*WHAT THE TASK REQUIRES:* Report every line of the records below that contains the string "roofed". Copy each matching line in full.

*ENTRIES:*
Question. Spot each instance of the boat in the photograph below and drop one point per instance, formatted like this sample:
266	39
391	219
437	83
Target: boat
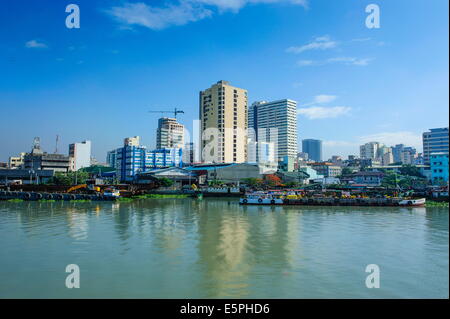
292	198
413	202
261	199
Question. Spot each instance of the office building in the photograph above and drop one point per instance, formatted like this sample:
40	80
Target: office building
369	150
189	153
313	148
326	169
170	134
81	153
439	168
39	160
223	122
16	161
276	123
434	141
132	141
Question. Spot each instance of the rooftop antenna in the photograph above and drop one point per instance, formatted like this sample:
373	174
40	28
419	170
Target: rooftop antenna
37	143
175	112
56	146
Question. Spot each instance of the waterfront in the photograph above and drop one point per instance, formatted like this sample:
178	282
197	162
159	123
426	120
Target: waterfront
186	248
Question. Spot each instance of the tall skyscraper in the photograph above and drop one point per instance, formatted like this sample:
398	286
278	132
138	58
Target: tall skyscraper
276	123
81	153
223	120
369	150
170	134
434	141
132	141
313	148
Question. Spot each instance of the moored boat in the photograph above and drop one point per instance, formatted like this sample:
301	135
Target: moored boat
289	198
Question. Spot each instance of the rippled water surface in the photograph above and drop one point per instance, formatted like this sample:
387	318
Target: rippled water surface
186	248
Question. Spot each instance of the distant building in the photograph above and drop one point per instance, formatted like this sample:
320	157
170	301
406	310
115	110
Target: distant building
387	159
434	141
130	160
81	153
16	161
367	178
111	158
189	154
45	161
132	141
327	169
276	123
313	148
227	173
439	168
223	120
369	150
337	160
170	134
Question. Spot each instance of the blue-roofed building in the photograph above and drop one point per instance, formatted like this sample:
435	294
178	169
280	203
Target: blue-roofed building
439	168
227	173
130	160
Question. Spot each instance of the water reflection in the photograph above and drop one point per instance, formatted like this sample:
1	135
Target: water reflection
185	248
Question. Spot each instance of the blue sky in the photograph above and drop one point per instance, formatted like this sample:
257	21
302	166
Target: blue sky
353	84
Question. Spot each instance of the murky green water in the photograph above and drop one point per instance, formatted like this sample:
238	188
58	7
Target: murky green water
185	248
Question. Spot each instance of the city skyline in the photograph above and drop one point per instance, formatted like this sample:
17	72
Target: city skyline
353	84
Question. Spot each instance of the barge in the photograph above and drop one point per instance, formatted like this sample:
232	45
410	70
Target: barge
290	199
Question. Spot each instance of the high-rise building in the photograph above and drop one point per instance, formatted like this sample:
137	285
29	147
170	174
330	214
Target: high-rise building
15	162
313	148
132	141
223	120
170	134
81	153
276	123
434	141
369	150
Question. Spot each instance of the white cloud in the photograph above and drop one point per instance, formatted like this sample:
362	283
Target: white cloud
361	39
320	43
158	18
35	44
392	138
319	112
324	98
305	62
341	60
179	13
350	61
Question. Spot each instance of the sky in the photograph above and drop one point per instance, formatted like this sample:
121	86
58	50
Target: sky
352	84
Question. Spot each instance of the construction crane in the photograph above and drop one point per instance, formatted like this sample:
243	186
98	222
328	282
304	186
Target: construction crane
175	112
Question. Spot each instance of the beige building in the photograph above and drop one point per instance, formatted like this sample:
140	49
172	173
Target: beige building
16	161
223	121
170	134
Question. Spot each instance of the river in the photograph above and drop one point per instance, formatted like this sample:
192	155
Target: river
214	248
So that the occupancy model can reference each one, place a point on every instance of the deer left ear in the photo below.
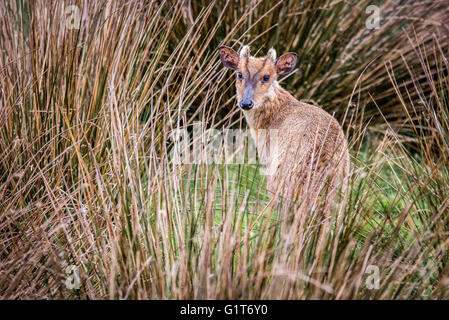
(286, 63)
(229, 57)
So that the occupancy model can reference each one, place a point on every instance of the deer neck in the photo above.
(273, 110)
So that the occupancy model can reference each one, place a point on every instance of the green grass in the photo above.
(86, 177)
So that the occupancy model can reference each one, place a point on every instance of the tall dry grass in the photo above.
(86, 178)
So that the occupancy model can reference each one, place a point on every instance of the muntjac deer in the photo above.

--

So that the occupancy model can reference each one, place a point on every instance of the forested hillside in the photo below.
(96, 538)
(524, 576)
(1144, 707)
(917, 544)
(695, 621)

==

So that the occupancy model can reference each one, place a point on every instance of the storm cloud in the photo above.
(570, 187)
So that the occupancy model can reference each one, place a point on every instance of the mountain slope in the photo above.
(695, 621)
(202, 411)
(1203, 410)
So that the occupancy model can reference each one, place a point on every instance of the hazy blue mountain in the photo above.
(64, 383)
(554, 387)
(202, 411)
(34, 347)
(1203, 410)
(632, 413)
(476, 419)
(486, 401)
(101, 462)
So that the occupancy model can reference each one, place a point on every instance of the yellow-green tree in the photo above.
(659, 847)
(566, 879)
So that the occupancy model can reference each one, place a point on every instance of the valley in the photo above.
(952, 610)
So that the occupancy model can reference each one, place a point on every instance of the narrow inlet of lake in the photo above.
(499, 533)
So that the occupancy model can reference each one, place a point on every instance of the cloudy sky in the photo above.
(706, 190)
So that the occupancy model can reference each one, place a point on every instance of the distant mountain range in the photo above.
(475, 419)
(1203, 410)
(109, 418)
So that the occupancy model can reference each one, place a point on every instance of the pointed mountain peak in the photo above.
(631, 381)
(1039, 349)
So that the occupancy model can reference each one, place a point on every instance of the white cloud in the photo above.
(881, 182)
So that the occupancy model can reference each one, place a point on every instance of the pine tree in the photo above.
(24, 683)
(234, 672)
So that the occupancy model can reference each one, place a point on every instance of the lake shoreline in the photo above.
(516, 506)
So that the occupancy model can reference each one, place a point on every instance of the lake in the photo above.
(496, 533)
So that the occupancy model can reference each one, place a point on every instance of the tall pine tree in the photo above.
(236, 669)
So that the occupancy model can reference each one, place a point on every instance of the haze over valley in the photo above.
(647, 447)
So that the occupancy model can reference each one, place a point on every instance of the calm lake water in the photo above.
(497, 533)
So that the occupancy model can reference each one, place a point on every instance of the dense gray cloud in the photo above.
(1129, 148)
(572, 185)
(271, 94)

*RESULT FOR THIS EXERCISE:*
Question. Spot each instance of the blue-roofed building in the photograph above and drop one point per instance, formatted like this sample:
Target: blue-roofed building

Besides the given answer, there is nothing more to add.